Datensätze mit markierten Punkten
----------

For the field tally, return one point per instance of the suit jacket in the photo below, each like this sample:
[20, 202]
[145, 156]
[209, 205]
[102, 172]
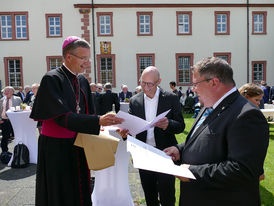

----------

Ziel der Aufgabe: Aktualisiere die Datensätze oben, indem du „suit jacket“ durch „winter coat“ ersetzt und alle übrigen Zeilen unverändert wiedergibst. Lass die Bilder in der Antwort weg.

Ergebnis der Übung:
For the field tally, return one point per instance of the winter coat in the photo below, each like this sample:
[20, 202]
[145, 156]
[209, 205]
[102, 172]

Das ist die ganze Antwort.